* [À faire]
1. D'après le texte sur l'autisme, sur quoi repose le diagnostic de l'autisme ?
2. Rédigez la suite du texte sur l'autisme à partir de sa dernière phrase, s'il vous plaît.

**** Texte source

Le diagnostic de l’autisme se base sur des tests d’observations multidisciplinaires. Il est cependant utile de savoir-car beaucoup d’idées fausses sont encore répandues dans le public- qu’à l’heure actuelle, plus aucun scientifique ne considère que l’autisme est dû à un trouble de la relation précoce de l’enfant avec ses parents, et en particulier avec sa mère. Pas plus que ce n’est un problème de “sorcellerie” pour nous au Congo, voire en Afrique noire.

Les dernières recherches tendent à attribuer à l’autisme une composante génétique, peut-être influencée par certains facteurs environnementaux. Certains affirment, nombreuses études à l’appui qu’en quelques décennies, les cas d’autisme se sont multipliées de façon exponentielle. Une véritable épidémie liée aux substances toxiques présentes dans l’environnement, principalement les métaux lourds. D’autres plus prudents, estiment que cette apparente augmentation est surtout la conséquence d’un meilleur dépistage et d’un élargissement des critères de diagnostic.

 

Une grande méconnaissance.

Il y a encore aujourd’hui une grande méconnaissance de l’autisme, même chez les professionnels de la santé. Une partie du corps médical peine à sortir d’une vision restrictive et dépassée de l’autisme. Face à des professionnels qui reconnaissent que leur “patient”  est “un peu spécial” ou qu’il manifeste des retards de développement, les parents sont tout sauf rassurés. L’absence d’un diagnostic clair plonge dans un désarroi et retarde parfois de plusieurs années la mise en place d’une intervention adéquate. Même s’il soulage, le diagnostic est un moment difficile à vivre. Parfois, certains parents préfèrent ne pas en informer l’entourage.

********
**** Données étudiées

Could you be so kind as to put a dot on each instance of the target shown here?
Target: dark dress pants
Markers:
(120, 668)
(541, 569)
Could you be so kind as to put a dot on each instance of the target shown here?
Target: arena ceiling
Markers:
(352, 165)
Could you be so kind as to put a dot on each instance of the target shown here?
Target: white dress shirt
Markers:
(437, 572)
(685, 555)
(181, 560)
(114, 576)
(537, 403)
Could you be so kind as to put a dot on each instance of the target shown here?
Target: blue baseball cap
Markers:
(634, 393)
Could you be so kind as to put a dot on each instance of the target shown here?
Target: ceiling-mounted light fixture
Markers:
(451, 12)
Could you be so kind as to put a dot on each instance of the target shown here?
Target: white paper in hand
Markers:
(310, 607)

********
**** Données étudiées

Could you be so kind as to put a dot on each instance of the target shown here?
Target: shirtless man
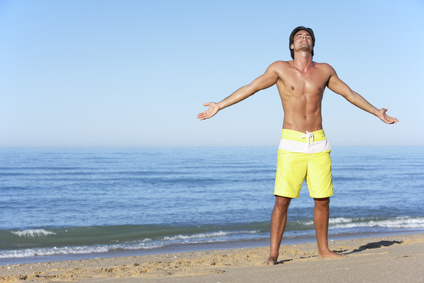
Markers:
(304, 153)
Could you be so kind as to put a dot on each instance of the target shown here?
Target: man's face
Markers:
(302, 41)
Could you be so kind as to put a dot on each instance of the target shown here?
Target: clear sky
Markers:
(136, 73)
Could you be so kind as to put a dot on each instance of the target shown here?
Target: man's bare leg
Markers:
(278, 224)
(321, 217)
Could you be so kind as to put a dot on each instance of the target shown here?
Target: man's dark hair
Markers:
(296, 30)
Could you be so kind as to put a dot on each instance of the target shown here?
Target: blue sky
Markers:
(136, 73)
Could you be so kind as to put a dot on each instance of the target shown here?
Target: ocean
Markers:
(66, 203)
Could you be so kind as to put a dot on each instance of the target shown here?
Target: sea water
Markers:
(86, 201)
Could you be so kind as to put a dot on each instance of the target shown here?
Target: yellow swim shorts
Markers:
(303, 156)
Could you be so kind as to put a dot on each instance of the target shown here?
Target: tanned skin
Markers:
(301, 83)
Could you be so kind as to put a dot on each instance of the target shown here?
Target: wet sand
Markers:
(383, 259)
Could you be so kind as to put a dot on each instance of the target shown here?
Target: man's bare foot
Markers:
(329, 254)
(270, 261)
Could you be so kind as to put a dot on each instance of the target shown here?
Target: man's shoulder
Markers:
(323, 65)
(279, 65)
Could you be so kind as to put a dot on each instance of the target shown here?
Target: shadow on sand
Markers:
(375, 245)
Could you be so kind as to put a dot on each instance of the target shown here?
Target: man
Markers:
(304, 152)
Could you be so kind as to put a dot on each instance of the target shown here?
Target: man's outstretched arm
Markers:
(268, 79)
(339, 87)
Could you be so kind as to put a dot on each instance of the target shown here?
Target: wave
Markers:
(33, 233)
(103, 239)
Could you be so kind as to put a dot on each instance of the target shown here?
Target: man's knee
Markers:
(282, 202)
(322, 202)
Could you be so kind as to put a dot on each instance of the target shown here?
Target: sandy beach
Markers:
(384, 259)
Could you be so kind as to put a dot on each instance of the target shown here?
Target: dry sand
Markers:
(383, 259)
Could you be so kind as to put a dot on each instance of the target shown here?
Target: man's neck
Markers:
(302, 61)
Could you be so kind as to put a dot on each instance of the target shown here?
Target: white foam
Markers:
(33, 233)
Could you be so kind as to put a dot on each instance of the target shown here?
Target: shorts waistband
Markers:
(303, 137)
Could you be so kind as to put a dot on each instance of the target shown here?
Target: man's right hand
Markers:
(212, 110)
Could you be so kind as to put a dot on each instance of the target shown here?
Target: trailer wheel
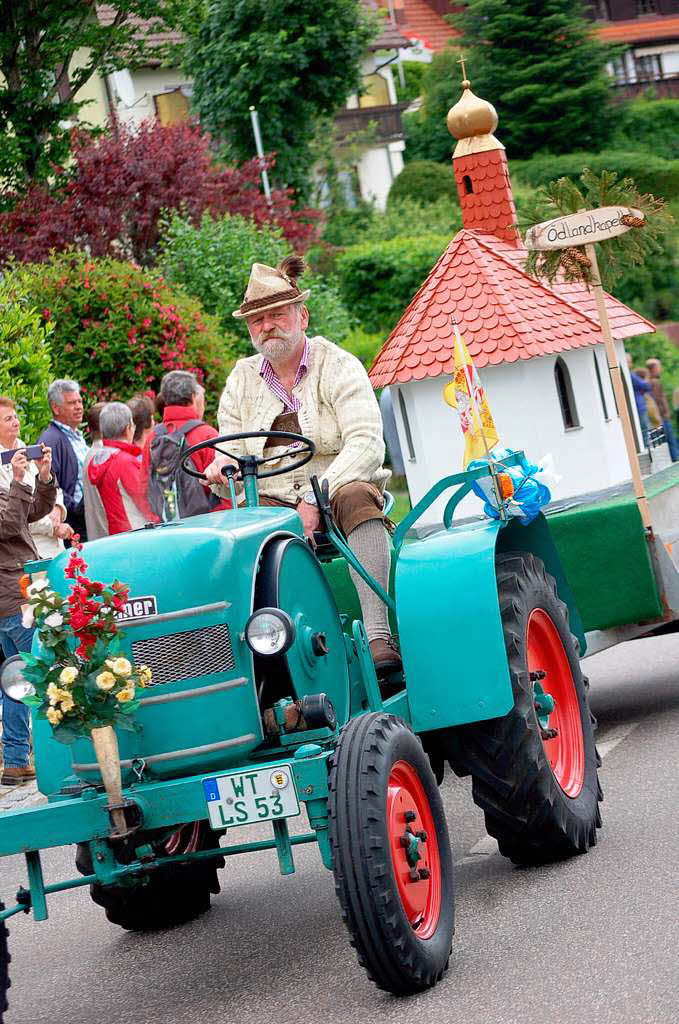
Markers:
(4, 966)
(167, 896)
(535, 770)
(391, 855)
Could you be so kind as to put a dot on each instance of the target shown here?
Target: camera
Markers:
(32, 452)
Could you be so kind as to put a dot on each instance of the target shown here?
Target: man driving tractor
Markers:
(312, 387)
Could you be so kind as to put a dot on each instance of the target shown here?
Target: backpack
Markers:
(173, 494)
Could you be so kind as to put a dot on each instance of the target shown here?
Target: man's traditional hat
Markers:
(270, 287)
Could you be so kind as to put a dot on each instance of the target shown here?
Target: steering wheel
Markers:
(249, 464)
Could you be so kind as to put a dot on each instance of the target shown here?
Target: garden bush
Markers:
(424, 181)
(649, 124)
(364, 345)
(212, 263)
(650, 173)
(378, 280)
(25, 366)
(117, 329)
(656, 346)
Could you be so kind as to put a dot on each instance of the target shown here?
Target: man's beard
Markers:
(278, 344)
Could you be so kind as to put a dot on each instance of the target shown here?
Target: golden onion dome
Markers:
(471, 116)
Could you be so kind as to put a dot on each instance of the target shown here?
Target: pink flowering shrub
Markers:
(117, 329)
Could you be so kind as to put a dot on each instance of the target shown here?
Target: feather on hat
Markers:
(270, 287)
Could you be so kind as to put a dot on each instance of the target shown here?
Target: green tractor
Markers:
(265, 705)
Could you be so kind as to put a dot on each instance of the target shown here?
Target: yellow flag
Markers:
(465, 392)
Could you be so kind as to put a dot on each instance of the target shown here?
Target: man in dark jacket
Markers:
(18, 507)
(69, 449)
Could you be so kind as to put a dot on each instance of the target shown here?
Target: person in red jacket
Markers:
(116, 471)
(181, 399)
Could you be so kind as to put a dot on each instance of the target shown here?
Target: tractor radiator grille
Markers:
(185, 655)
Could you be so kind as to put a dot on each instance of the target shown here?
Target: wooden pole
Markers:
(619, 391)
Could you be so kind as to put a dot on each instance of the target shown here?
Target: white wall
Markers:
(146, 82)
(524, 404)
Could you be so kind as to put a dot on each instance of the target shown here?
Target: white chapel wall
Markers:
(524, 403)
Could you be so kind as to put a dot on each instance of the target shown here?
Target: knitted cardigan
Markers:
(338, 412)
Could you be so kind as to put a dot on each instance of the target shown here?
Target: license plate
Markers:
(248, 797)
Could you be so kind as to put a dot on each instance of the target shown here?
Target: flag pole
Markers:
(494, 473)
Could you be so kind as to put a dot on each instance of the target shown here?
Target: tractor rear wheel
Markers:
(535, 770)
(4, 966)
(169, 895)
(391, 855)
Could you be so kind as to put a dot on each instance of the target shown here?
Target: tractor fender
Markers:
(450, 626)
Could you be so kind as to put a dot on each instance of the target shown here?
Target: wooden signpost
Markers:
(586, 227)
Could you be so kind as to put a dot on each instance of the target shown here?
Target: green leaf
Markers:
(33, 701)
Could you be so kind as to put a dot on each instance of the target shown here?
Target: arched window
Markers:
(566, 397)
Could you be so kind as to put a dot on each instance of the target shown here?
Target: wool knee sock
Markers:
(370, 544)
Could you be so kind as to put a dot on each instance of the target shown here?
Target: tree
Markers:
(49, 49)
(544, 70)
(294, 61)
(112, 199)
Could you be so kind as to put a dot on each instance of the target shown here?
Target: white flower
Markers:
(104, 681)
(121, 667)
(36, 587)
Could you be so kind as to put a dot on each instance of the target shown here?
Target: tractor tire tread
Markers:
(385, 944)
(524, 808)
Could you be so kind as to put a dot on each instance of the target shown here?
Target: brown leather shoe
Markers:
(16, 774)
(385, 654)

********

* [Réponses]
1. Sur des tests d'observations multidisciplinaires.

2.
La méconnaissance générale renforce aussi l’exclusion qui stigmatise les personnes autistes. Les problèmes relationnels ou les troubles du comportement qu’elles manifestent peuvent être fréquemment  assimilés à un manque d’éducation, à de la mauvaise volonté ou à de la paresse.

 

Derrière l’étiquette, il y a une personne…

Moment difficile, le diagnostic est aussi la première étape d’un long périple qui ne s’arrête jamais. Une fois que l’on sait, qu’est-ce que l’on fait? Il faut mettre en place une structure éducative à la maison, trouver une crèche, une école maternelle, une école primaire ou un centre spécialisé. Chez nous, au Congo, nous en sommes à des balbutiements. Les enfants sont pris en charge dans des “carrefours pédago-thérapeutiques”(plusieurs types de handicaps).

Nous aimerions le dire. On ne guérit pas un enfant qui présente de l’autisme, on l’aide à mieux vivre avec ses particularités, le spectre du handicap étant tellement large.

 

Conclusion

L’autisme est un drame pour tous les parents, qui tremblent de savoir leur enfant atteint de cette affection, dont ils savent qu’elle va limiter, restreindre les potentialités de sa vie. Les recherches tentent d’en atténuer et d’en réduire les conséquences. Pour y parvenir, il faut:

– un diagnostic précoce

– un suivi lui aussi précoce, utilisant tous les moyens existants, sans exclusive, en donnant la priorité à ceux qui sont les mieux adaptés au cas précis de chaque enfant;

– l’adaptation, lorsque c’est possible, et que l’on est sûr de ne pas faire souffrir l’enfant en lui adressant des exigences disproportionnées, au milieu  le plus proche possible de la normale: école, groupes, sport, avec, en corollaire une éducation à l’acceptation de l’autre différent de soi dans les écoles (c’est un objectif très difficile à atteindre, malgré les bons sentiments)-l’information et la formation du personnel d’accueil est à envisager.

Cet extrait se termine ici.